Across the data below, how many lines hold "palm"? Answer with that number and nothing else.

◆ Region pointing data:
==================================================

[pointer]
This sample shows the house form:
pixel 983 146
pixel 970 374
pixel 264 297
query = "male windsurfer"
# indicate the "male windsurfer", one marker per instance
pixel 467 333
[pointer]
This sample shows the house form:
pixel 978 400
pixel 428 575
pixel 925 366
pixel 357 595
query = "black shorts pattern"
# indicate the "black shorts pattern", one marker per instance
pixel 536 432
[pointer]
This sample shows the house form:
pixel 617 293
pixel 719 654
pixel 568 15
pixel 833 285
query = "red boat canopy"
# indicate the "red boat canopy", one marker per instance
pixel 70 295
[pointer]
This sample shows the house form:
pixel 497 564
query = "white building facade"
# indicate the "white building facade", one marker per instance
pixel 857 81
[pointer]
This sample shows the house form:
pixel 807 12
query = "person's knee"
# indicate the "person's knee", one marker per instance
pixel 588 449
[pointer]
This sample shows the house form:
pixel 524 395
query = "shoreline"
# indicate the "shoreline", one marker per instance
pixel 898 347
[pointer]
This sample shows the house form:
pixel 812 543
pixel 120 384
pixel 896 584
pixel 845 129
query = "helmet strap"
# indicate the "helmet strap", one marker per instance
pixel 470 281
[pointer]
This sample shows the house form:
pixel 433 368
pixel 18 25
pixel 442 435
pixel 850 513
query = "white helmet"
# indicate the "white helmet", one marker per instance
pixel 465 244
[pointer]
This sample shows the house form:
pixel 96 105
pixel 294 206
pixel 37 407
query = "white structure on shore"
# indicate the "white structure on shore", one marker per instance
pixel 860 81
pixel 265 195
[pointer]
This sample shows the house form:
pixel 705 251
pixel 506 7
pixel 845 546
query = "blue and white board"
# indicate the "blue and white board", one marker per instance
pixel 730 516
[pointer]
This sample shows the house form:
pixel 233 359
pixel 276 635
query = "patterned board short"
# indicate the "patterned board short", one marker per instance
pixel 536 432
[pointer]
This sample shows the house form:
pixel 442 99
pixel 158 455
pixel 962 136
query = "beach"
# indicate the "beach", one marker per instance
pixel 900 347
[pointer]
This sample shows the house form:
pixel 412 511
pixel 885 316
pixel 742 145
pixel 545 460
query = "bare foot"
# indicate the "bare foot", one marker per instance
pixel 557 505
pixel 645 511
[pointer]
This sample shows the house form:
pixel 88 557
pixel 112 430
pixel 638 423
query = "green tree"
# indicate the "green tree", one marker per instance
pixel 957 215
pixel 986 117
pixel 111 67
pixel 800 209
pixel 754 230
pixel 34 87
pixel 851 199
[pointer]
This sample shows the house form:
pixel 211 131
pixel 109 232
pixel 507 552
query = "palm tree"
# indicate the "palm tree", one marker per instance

==================================================

◆ Output of the task: 2